* YOUR GOAL: Rewrite the rows starting with the line that contains "wingtip for our species-monitoring database." and going on through the line that contains "[111,204,165,222]", both of those lines included, keeping the requests and scaling every box coordinate in the answers by 2.5, rounded to whole numbers with halves rounded up. Give only those lines.
___ TASK INPUT
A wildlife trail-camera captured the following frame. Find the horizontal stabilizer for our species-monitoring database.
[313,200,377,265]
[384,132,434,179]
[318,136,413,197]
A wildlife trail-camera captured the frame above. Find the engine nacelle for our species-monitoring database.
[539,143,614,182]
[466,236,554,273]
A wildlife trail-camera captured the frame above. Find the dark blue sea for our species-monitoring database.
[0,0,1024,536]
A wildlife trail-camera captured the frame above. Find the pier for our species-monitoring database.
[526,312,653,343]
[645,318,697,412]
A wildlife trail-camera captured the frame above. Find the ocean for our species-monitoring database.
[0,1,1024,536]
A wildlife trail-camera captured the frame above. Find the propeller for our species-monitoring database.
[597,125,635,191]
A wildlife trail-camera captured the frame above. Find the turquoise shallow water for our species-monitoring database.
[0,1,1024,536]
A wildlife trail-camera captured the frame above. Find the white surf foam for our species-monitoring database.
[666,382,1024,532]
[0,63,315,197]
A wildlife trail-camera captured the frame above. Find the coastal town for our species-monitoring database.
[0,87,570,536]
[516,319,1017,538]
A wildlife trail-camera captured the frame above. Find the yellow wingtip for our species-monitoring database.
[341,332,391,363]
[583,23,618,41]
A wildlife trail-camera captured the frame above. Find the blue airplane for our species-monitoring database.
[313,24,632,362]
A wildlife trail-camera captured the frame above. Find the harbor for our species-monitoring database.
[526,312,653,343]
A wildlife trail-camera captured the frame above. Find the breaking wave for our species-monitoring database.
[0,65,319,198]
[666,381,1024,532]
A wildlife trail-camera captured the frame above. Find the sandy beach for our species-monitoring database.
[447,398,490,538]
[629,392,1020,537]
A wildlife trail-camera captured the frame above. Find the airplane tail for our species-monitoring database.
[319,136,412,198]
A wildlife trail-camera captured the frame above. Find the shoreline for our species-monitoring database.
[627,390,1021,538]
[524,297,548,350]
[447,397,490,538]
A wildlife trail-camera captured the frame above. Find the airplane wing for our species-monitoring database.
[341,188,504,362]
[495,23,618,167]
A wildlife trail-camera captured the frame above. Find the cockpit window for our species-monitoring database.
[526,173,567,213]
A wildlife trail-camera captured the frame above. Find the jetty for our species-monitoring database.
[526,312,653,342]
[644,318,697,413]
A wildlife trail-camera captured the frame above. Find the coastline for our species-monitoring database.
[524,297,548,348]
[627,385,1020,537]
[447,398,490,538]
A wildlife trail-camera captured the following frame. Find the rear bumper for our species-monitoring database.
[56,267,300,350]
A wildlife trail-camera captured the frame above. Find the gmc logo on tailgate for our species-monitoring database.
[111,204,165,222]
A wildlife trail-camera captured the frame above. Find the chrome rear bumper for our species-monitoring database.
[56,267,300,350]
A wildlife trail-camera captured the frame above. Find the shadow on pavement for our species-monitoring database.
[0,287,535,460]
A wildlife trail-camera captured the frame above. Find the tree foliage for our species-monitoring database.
______
* WRITTEN RESPONSE:
A wildlife trail-camera captured the frame above. Find the yellow wingtip for our species-monitoring database.
[853,830,978,908]
[1458,58,1545,103]
A wildlife trail-camera captured the frame above. Find the blue airplane for our species-monitoring database.
[783,60,1580,905]
A wildlife trail-camera captured the frame above. Find the harbor for our species-monitoring database.
[1315,780,1633,858]
A wildlife trail-camera captured the frame above. Find the breaking wave for our species-monitoring database.
[0,163,798,495]
[1665,953,2560,1330]
A wildlife trail-camera captured the frame above. Find the sandy beach for our species-monitoring database.
[1118,995,1225,1345]
[1573,980,2550,1343]
A wildlife trail-camera captured the frame above. Find the airplane tail for our species-monitoring database.
[798,340,1030,495]
A wildlife trail-camera captured the frame above. Find the shoreline for our species-monitoring database.
[1568,975,2553,1345]
[1310,743,1370,875]
[1118,993,1225,1345]
A wildlife trail-camera captured the frame above. Find the airplane wing for our species-monitoring database.
[853,470,1260,905]
[1238,58,1545,418]
A wildlife trail-camera captured the frame above. Find the cockpit window for our species-monitoring database.
[1315,433,1418,533]
A wildlife trail-camera captured the frame above. Find the jetty for our species-monitoring database.
[1315,780,1633,855]
[1610,795,1743,1033]
A wildlife trail-camera captured the frame above. Find the coastline for our species-monitoring database.
[1310,743,1370,870]
[1568,963,2550,1343]
[1118,995,1225,1345]
A wildlife trail-camera captured the following frame. Find the rear bumper for our species-monitoring database.
[140,668,750,875]
A wildlife trail-camera captured the frame above. Find the gmc logo on tailgate for our species-monitoring database.
[278,510,413,555]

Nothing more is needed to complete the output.